On
trouve dans la petite histoire des bluesmen une collection
d’événements qui me semblent illustrer précisément ce qu’est
l’esprit du blues et qui pourrait nous être bien utile en management. La première petite histoire qui me vient à
l’esprit est celle-ci. Elle se passe à la fin des années
quatre-vingt, dans un petit studio d’enregistrement du Middle West.
Peter Guralnick et Scott Billington, producteurs d’enregistrements,
sont sur les dents. De l’autre coté de la vitre, Johnny
Shines, le compagnon de route de Robert Johnson (une icone du blues), et Robert
Lockwood Jr., d’Helena en Arkansas et gendre du même Robert
J., sont en train d’enregistrer quelques morceaux en prise directe,
comme les bluesmen ont l’habitude de le faire.
Du
coté de la technique, ça va pas fort. Cet "enfoiré"
d’ingénieur du son vient d’effacer une bonne partie du premier
morceau, tout le début en fait… Plus que gêné, Peter va voir les
bluesmen et leur annonce la catastrophe : « On a perdu le début du
premier morceaux… ». « Et alors, demande Johnny Shine, la fin ne
te convient pas ? »… silence lourd pour Peter. Robert semble s’en
foutre, plus préoccupé à retendre ses cordes tout en frottant sa
barbe blanche. « On n’a plus le début. Il faudrait réenregistrer
ce morceaux…» propose Peter. « Bon, si tu y tiens vraiment,
reprend doucement Johnny Shine, OK !… Heu ! Tu peux me chanter
comment ça faisait ?…. ». De fait, ces bluesmen sont dans la
création continue, et il semble que ceci participe à la prégnance
de leurs œuvres.
Quand
je suis arrivé à Paris en 1975, je jouais du blues au saxophone
dans quelques cabarets de la rive gauche et autres bouges. Grace à
quelques réelles amitiés personnelles, je traînais dans le milieux
des musicien d’afro-jazz, du moins appelait-on ce style comme ça à
l’époque. En fait c’était là le mot un peu pompeux et racoleur
pour dire qu’ils jouaient vraiment bien leur musique populaire
traditionnelle de manière enlevée et dynamique. Je m’était alors
donné comme « professeur » l’adorable Joseph Maka, dit «
Jo », guinéen de son état et aujourd'hui décédé à la suite
d’un long et douloureux crabe. Je l’entend encore me dire « Si
on fait des gammes dans tous les sens et à tire larigot, c’est
pour que ce qui passe par la tête sorte directement par le bout des
doigts… » Paradoxalement, il n'en faisait pas tant que ça. Il
ajoutait : « Joues ce que tu veux jouer et laisse "passer"

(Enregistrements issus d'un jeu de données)
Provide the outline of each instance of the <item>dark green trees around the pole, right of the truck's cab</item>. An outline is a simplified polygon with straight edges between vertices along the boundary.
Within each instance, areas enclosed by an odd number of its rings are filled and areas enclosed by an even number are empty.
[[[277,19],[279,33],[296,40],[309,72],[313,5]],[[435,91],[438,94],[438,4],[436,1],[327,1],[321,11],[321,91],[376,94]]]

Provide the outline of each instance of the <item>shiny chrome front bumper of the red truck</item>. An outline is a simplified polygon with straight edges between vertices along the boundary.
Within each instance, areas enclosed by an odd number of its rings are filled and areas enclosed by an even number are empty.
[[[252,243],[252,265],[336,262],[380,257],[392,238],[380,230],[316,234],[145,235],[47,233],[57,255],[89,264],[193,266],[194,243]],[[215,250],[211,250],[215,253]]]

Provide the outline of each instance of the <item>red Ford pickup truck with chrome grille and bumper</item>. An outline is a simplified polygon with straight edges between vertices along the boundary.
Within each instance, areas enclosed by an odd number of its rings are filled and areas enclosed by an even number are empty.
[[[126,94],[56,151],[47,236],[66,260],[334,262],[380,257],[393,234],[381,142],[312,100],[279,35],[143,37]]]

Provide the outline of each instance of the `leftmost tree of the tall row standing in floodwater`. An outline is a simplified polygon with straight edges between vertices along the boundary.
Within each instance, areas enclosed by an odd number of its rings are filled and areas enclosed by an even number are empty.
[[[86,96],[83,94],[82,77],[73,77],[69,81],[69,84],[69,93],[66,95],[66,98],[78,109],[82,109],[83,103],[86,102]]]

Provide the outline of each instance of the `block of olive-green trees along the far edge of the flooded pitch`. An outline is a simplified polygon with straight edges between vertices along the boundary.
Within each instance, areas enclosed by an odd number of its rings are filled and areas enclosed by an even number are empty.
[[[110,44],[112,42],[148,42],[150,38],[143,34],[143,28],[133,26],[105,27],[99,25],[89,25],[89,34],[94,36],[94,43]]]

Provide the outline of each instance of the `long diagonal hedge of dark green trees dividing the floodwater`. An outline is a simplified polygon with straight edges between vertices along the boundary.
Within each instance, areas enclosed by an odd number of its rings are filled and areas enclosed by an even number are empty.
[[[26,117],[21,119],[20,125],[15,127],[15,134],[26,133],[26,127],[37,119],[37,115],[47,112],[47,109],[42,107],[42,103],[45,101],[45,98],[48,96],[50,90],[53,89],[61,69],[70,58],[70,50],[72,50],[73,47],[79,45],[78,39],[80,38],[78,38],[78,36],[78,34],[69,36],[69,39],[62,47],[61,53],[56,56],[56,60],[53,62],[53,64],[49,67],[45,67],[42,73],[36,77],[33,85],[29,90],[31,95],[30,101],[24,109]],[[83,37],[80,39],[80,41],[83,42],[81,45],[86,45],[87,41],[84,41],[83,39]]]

Tâches demandées:
1. Répondez à ces questions sur le texte consacré à l'esprit du blues :
(a) D'où vient Robert Lockwood Jr. ?
(b) De quel instrument la personne qui raconte jouait-elle à son arrivée à Paris en 1975 ?
(c) De quel pays était originaire Joseph Maka ?
2. Poursuivez le texte consacré à l'esprit du blues après sa dernière phrase.
La liste ne joue aucun rôle ici.

Réponses par point:
1.
(a) D'Helena, en Arkansas.
(b) Du saxophone.
(c) De Guinée.

2.
la musique ! C’est ça, travailler. »
Un
jour, Delenco, suave et feu batteur montalbanais,
chanteur-guitariste hobo avec qui je partageais un bout de chemin, me
rapportait que Karl Perkins affirmait dans un interview à Rolling
Stone n’avoir jamais étudié et d’avoir passé son temps à
jouer ses chansons. Delenko en avait fait sa philosophie. Plus
récemment, Angelo Debarre, guitariste virtuose de jazz
manouche, affirmait dans une autre entrevue être son seul et de
plus très mauvais élève : « Je joue. Je ne travaille jamais ».
C'est la pratique de leur passion qui semble, pour eux, faire office de
maîtresse...
Il
y a une quarantaine d’années, quand je me suis mis à jouer de la
basse, j’avais très temporairement choisi comme professeur
l’excellent bassiste, ami et aussi montalbanais Tony
Ballester pour qui le jazz et son harmonie n’a pas de secret.
Il me disait alors : « Quand tu travailles, tout seul chez toi
dans ton coin, tu t’intéresses à ce que tu fais : quelles sont
les notes, dans quelle tonalité, dans quel mode, avec quel type d’accord,
etc… et tu recommences mille fois pour l’avoir en réflexe. Mais
quand tu joues, tu joues. Tu oublies la théorie. Tu oublies même
que tu joues. Tu es là dans ce qui se passe, un point c’est tout !
». Quel fabuleux modèle de vie pour nos organisations !...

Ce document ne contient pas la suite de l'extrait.